_EXERCISE TASK_: Starting at the line with "the red flag", transcribe each line through the final one, both included, and add nothing.

_GIVEN RECORDS_:
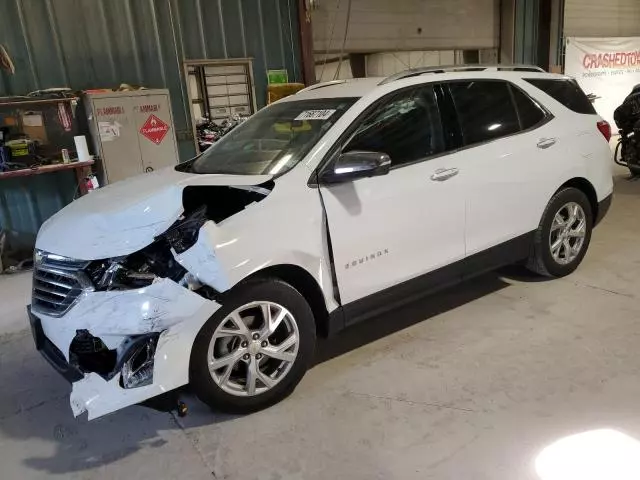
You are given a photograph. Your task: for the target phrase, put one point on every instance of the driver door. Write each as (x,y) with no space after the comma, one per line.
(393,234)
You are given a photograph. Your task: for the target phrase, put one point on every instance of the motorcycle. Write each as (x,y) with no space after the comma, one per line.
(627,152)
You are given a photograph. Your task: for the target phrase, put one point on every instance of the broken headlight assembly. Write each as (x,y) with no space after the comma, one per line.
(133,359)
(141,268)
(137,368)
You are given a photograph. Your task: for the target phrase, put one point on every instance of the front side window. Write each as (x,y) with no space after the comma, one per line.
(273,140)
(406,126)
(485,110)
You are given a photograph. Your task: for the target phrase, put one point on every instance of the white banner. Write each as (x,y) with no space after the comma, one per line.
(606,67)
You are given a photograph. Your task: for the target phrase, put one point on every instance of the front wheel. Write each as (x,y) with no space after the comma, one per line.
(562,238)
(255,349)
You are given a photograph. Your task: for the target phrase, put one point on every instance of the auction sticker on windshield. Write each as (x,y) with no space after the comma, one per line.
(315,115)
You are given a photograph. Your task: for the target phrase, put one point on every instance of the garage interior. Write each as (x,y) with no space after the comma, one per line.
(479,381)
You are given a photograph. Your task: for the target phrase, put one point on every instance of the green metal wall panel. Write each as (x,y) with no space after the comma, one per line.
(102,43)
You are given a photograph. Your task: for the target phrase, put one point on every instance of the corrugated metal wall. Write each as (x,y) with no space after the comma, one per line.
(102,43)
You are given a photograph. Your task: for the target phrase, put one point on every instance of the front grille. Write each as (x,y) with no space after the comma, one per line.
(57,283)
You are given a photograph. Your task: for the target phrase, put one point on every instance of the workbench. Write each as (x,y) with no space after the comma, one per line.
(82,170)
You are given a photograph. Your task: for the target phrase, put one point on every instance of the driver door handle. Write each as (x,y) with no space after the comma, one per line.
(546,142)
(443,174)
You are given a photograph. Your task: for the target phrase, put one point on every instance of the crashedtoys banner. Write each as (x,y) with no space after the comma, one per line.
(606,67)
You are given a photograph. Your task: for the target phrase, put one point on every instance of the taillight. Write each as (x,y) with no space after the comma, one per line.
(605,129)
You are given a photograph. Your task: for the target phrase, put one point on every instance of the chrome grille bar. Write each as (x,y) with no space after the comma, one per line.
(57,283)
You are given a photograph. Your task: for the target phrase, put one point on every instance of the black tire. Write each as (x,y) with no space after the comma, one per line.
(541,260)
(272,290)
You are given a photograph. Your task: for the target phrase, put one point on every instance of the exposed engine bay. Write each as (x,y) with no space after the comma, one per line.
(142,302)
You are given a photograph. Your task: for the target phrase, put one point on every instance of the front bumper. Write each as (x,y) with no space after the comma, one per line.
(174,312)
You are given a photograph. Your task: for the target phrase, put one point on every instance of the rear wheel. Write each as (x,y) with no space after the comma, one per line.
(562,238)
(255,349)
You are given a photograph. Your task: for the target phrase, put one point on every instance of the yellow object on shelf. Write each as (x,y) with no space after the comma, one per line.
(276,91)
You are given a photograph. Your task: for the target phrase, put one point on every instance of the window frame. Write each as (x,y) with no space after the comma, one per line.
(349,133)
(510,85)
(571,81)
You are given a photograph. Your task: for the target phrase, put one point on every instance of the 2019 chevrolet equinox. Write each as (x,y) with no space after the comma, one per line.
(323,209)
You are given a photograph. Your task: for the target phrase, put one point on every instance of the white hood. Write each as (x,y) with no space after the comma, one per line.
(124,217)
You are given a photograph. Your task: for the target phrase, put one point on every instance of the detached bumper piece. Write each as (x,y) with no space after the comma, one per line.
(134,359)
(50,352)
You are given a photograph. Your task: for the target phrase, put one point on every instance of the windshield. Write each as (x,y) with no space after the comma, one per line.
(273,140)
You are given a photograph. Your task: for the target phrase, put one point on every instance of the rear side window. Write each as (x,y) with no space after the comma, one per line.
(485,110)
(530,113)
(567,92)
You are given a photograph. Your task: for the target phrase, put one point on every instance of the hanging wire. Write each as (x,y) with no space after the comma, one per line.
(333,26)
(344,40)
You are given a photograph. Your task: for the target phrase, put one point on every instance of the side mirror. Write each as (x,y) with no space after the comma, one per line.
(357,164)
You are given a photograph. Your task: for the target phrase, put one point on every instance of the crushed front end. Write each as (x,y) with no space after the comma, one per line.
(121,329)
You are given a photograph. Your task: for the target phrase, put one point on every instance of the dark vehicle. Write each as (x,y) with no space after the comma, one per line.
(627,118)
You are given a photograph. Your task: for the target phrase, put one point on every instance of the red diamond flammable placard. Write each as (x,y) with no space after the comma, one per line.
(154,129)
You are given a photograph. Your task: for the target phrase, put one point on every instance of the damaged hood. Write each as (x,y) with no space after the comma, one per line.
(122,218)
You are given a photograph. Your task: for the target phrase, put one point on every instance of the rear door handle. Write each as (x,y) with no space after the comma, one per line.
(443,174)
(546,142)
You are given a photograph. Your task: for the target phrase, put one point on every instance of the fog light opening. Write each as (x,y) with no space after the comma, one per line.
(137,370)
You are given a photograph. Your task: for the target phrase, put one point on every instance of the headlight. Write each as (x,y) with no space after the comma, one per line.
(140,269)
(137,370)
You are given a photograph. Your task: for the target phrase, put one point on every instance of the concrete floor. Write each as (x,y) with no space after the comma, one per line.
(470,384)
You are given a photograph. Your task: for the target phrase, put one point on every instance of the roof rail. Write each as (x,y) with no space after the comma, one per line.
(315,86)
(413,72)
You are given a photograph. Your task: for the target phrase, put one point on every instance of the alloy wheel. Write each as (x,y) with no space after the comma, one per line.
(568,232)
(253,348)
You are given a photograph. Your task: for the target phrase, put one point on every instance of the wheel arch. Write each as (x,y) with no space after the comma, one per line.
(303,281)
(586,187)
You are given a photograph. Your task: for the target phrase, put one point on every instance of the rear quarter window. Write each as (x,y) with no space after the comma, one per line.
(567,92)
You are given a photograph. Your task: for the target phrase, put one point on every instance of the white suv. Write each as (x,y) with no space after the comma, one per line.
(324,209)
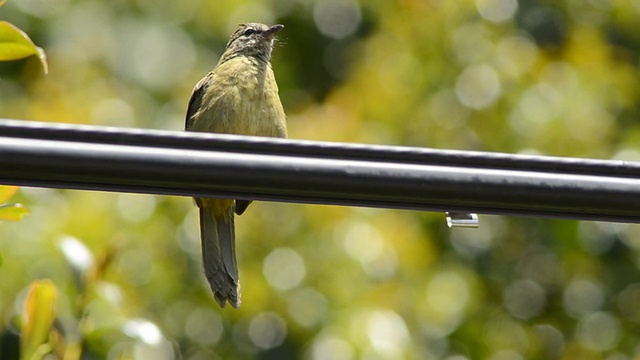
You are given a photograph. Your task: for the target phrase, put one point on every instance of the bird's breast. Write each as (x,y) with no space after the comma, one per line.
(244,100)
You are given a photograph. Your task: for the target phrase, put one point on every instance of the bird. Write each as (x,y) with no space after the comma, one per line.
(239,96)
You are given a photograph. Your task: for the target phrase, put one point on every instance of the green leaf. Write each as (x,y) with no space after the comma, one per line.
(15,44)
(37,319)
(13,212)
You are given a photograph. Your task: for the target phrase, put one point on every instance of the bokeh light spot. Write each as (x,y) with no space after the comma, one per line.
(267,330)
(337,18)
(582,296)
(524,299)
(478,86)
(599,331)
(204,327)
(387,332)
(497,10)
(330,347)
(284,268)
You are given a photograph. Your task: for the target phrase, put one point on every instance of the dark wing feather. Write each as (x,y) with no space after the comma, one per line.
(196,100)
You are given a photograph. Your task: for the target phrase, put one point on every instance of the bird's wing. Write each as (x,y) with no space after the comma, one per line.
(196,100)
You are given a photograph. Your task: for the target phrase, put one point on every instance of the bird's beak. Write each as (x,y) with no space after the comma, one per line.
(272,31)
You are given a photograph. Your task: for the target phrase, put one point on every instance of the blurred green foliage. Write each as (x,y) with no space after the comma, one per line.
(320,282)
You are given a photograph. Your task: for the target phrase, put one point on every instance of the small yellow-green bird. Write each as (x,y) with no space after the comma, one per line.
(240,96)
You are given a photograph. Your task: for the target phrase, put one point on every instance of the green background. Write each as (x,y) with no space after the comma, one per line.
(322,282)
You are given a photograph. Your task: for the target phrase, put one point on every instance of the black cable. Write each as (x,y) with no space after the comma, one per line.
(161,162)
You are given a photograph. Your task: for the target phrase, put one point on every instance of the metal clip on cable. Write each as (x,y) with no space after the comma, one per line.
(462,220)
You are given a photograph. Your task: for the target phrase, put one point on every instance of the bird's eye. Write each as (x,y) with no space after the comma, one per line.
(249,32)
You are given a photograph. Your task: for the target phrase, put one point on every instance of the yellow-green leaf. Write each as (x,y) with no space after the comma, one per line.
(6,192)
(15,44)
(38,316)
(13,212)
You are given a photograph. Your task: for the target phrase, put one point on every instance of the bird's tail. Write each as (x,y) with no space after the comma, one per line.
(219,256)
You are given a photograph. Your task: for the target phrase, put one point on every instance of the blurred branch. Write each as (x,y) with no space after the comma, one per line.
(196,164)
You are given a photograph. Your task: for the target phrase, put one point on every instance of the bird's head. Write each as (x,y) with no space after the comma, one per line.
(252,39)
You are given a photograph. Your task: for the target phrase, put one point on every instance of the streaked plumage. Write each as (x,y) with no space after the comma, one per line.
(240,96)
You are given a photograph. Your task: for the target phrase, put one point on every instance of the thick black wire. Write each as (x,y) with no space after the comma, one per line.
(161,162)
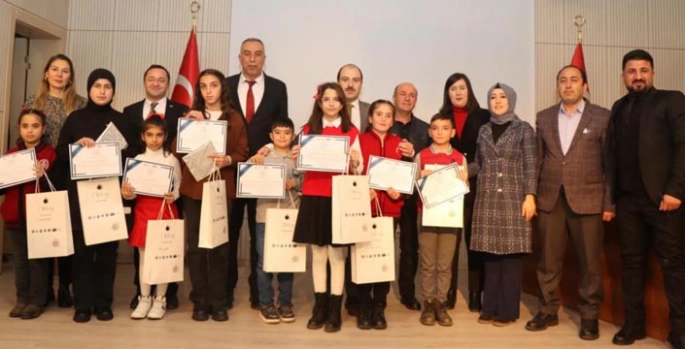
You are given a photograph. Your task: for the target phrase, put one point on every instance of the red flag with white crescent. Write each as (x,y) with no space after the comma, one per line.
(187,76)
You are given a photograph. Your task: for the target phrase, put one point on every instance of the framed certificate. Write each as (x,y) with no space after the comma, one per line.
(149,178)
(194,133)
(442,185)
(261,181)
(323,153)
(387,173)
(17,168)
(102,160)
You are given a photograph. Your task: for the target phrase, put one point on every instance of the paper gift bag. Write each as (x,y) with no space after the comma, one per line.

_EXERCISE OUTPUT_:
You are given a photograph. Your task: for the target phrase, put one point on every instance of the red flag with white crescent. Write each as (x,y) with no space after the comma, one per line.
(187,76)
You are given a photograph. Your task: for the target phrase, put one point on every instance of the framed certificate. Write each as (x,y) with no space after the comma, one per line.
(149,178)
(194,133)
(442,185)
(261,181)
(323,153)
(387,173)
(17,168)
(102,160)
You are given a photograph. Your task: for the target phrase, put one point on every instance of the paper gift bag. Write each as (x,y) with no space after the comma, one per line.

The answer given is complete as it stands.